Hadoop Cluster Setup - aerospike-community/aerospike-hadoop GitHub Wiki
- Allocate four 4GBRam/2Core, Ubuntu 14.4 instances in the cloud (use
a cloud service provider of your choice).
- We called them: ztg-master (IP addr: x.y.z.156) ztg-slave1 (IP addr: x.y.z.157) ztg-slave2 (IP addr: x.y.z.158) & ztg-client (IP addr: x.y.z.209)
- Note down their IP addresses. We refer to them as: x.y.z.nnn in this example. Use actual ip address if repeating this example.
- Start with first instance: ztg-master
- Download Java (scp to slave nodes later).
- Download Hadoop 2.6.0 tarball (scp to slave nodes later.)
- On ztg-client, we will need Hadoop libraries, Aerospike Hadoop Connector, Java, Maven and Aerospike.
- ztg-master
- Install Java
- We will add a user
hduser
that we will treat as hadoop administrator and use to install all hadoop and related components. Later, on another machine (edge node) we will also add another userhdclient
who will access the Apache Hadoop cluster for running map-reduce jobs. - Install Apache Hadoop.
- Update env settings
- Update site xmls
- On master, identify slave nodes.
- Shell scripts to start and stop daemons.
- Daemons to run:
- ztg_master: NameNode, ResourceManager, Web App Proxy Server, MapReduce Job History Server.
- ztg_slave(s): NodeManager, DataNode
Select a cloud service provider of your choice and obtain 4 instances with a minimum 4GB RAM, 2 core, typically 75GB HDD running Ubuntu Server 14.04 . Each server in this example has a public IP address with a 10Gbps network bandwidth. Upon successfully provisionining the servers, root access and password should be available.
Login as root.
This is the recommended and easiest option. This will install OpenJDK 6 on Ubuntu 12.04 and earlier and on 12.10+ it will install OpenJDK 7. Installing Java with apt-get is easy. First, update the package index:
sudo apt-get update
Then, check if Java is not already installed:
java -version
You need the Java Development Kit (JDK), which is needed to compile Java
applications (for example Apache Ant, Apache Maven, Eclipseand IntelliJ
IDEA).
Execute the following command:
sudo apt-get install default-jdk
This is everything that is needed to install Java.
##############################
**Exercise A**.
Can you scale the records by writing out all their lines again, requests included, with each answer coordinate multiplied by 1.3 and rounded to a whole number, halves rounding up, while the numbers in the requests and their format samples stay unchanged? Leave the pictures out of your answer.
The Hadoop cluster setup guide and the records are unrelated.

(Rows from a pointing dataset)
##############################
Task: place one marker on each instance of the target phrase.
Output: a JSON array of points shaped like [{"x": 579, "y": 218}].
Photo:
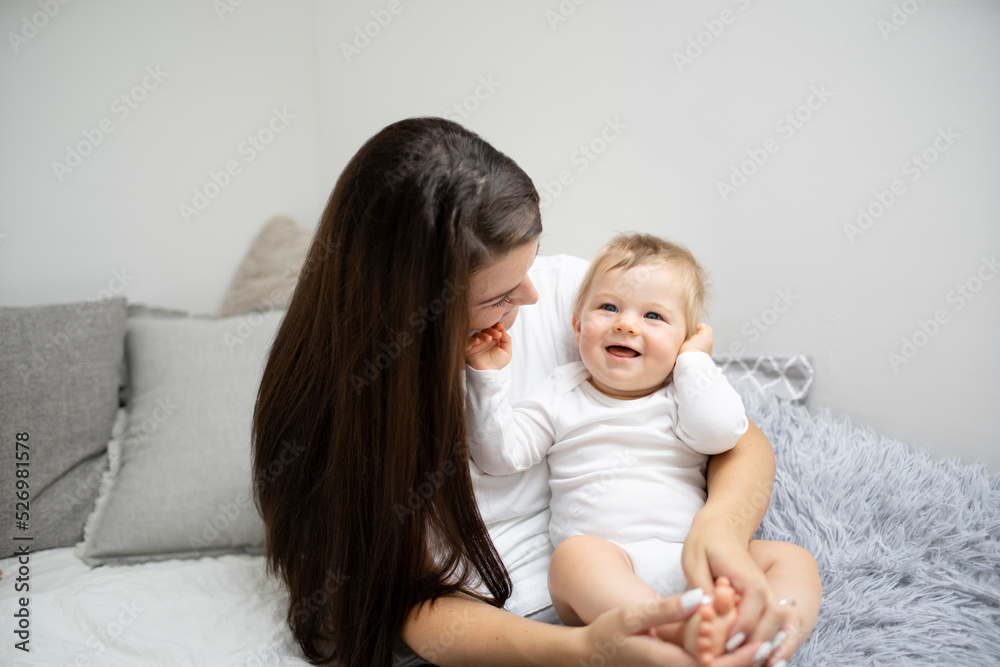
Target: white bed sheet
[{"x": 220, "y": 611}]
##############################
**Exercise B**.
Could you go on with the Hadoop cluster setup guide from its last line?

**Written reply A**.
Task: place one marker on each instance of the target phrase.
Output: a JSON array of points shaped like [{"x": 579, "y": 218}].
Photo:
Target: white bed sheet
[{"x": 286, "y": 794}]

**Written reply B**.
#sudo addgroup hadoop
Adding group `hadoop' (GID 1000) ...
Done.
#sudo adduser --ingroup hadoop hduser
Adding user `hduser' ...
Adding new user `hduser' (1001) with group `hadoop' ...
Creating home directory `/home/hduser' ...
Copying files from `/etc/skel' ...
Enter new UNIX password: (Keep same on all nodes for convenience)
Retype new UNIX password:
passwd: password updated successfully
Changing the user information for hduser
Enter the new value, or press ENTER for the default
Full Name []:
Room Number []:
Work Phone []:
Home Phone []:
Other []:
Is the information correct? [Y/n] Y
Add hduser to group sudo on ztg-master
#sudo adduser hduser sudo
Typically, the cloud service provider’s Ubuntu image must already have
these. (Otherwise you can get them using: sudo apt-get install ssh
)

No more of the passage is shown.